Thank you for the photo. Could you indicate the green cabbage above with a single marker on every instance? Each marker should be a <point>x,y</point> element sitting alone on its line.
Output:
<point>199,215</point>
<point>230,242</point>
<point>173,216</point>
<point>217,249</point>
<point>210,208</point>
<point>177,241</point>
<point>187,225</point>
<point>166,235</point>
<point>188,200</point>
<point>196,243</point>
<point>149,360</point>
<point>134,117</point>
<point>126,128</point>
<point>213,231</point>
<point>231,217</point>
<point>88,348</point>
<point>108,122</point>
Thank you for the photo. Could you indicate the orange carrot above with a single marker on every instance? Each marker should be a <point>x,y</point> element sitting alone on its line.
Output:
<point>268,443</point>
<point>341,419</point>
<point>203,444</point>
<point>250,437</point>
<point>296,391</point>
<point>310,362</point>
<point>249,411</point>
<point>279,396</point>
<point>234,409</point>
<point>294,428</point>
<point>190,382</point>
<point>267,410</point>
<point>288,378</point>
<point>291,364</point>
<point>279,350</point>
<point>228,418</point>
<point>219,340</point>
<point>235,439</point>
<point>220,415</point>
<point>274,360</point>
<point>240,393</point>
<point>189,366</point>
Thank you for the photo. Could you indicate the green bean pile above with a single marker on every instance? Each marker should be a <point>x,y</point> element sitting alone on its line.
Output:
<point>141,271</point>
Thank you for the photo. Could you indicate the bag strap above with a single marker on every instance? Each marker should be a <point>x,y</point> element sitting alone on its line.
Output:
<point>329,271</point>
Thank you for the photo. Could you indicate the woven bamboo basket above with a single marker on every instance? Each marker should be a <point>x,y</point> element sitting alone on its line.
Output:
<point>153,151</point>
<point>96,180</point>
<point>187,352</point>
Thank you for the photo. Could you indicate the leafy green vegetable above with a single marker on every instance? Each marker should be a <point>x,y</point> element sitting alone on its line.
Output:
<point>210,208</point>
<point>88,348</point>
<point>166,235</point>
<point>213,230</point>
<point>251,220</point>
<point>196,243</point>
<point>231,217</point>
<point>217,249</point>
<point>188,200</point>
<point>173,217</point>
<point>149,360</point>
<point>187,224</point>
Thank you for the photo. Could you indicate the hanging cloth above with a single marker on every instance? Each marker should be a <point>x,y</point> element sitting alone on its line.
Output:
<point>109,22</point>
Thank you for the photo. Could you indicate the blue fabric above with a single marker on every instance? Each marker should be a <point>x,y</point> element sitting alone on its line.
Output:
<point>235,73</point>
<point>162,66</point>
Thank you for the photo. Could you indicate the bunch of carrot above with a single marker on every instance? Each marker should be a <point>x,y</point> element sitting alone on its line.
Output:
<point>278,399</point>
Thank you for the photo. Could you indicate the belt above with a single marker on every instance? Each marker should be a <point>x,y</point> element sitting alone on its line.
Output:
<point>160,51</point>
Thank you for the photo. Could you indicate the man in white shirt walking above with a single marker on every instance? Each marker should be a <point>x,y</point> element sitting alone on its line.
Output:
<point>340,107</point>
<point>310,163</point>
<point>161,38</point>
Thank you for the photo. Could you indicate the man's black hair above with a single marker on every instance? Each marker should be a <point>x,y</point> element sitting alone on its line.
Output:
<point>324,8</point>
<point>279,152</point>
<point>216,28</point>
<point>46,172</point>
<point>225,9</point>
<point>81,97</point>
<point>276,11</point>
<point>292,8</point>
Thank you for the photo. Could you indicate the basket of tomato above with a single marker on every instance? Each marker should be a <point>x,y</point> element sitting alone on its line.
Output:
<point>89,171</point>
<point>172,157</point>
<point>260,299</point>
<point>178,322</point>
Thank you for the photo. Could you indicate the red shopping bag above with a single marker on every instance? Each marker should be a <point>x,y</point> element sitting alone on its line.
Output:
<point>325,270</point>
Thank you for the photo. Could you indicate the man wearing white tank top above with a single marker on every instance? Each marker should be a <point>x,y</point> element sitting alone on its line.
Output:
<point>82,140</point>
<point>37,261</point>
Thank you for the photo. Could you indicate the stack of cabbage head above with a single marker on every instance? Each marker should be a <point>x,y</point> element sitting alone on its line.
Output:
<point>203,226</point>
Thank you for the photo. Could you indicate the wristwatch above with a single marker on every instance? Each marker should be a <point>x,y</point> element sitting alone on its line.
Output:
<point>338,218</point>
────────────────────
● Aim
Copy all of the data above, every line, word for word.

● Response to the task
Thank you for the photo. Could you indicate the green cabbage above with a single marker on every instance? Each marker should be a <point>x,y</point> element sitting alone on its line.
Output:
<point>199,215</point>
<point>230,242</point>
<point>173,216</point>
<point>217,249</point>
<point>210,208</point>
<point>177,241</point>
<point>187,225</point>
<point>166,235</point>
<point>188,200</point>
<point>196,243</point>
<point>149,360</point>
<point>134,117</point>
<point>126,128</point>
<point>213,231</point>
<point>231,217</point>
<point>88,348</point>
<point>108,122</point>
Thank you for the photo. Could you indicate the orange carrot above with a single marker on every instance? Each marker should be a <point>x,y</point> element sitting alone on its line.
Output:
<point>268,443</point>
<point>341,419</point>
<point>203,444</point>
<point>250,437</point>
<point>296,391</point>
<point>310,362</point>
<point>249,411</point>
<point>279,396</point>
<point>234,409</point>
<point>294,428</point>
<point>190,382</point>
<point>267,410</point>
<point>288,378</point>
<point>291,364</point>
<point>279,350</point>
<point>228,418</point>
<point>219,340</point>
<point>235,439</point>
<point>220,415</point>
<point>274,360</point>
<point>240,393</point>
<point>189,366</point>
Thank you for the photo. Could you indicate the green bean pile above with a single marker on every instance? Each marker should be a <point>x,y</point> element sitting alone on its line.
Output:
<point>141,271</point>
Thank you for the photo. Could you indicate the bag strap above with a single marker on every instance? Each marker should be a <point>x,y</point> element sitting alone on its line.
Output:
<point>329,271</point>
Thank you for the photo. Could you indicate the woven bamboo basket above with a single marker on every instance? Each marker should be a <point>x,y</point> element sitting alone on its line.
Output:
<point>153,151</point>
<point>96,180</point>
<point>187,352</point>
Thank you for the photo. Could you indicate the leafy green vegetable above with a single marker on every instance? Each marker should be a <point>x,y</point> element sitting alone on its line.
Output:
<point>210,208</point>
<point>88,348</point>
<point>166,235</point>
<point>213,230</point>
<point>251,220</point>
<point>196,243</point>
<point>231,217</point>
<point>217,249</point>
<point>188,200</point>
<point>173,217</point>
<point>149,360</point>
<point>187,224</point>
Thank you for the photo. Could you indicate the hanging cloth above with a single marker on every instance? Each marker should be a <point>x,y</point> element sitting alone on its line.
Output:
<point>109,22</point>
Thank you for the photo. Could you indicate the blue fabric above with a single marker on every instance? Each marker should be a <point>x,y</point> element sitting alone on its line.
Output:
<point>235,73</point>
<point>162,66</point>
Thank you for the photo. Could you indicate the bunch of carrot above with a single marker on every instance? Each marker should be a <point>x,y</point> element sitting alone on its line.
Output:
<point>278,399</point>
Thank you for the photo. Could you indicate the belt above with a single marker on every instance? Each marker should be a <point>x,y</point> element sitting alone on its line.
Output:
<point>160,51</point>
Thank you for the photo. Could you indicate the man in white shirt walking above with a single marker on every instance? Each marker should be a <point>x,y</point> element sitting alone on its line.
Output:
<point>340,107</point>
<point>310,163</point>
<point>161,38</point>
Thank you for the photo. Could you indicate the man's black hair above with a single marker on every instance? Each marker should be a <point>x,y</point> element sitting alone on its line.
Output:
<point>324,8</point>
<point>279,152</point>
<point>216,28</point>
<point>46,172</point>
<point>225,9</point>
<point>81,97</point>
<point>276,11</point>
<point>292,8</point>
Thank you for the photo. Could you indicate the basket of tomato above with a single marker on every instance? Each marker should be a <point>x,y</point> element sitting alone on its line.
Output:
<point>89,171</point>
<point>172,157</point>
<point>260,299</point>
<point>178,322</point>
Thank you for the photo. Could you indicate the red shopping bag above with a single marker on every instance? Each marker should be a <point>x,y</point> element sitting alone on its line.
Output:
<point>325,270</point>
Thank you for the photo. Could you indicate the man wearing white tank top above with a single marker on every instance? Each marker should be a <point>x,y</point> element sitting alone on its line.
Output:
<point>82,140</point>
<point>37,261</point>
Thank you for the photo. Could you indicate the stack of cabbage head above with a single marker on every instance? Each marker should be a <point>x,y</point> element sitting alone on its line.
Output:
<point>203,226</point>
Thank you for the photo. Could you indicate the wristwatch above with a single marker on every instance? Each marker should be a <point>x,y</point> element sitting alone on its line.
Output:
<point>338,218</point>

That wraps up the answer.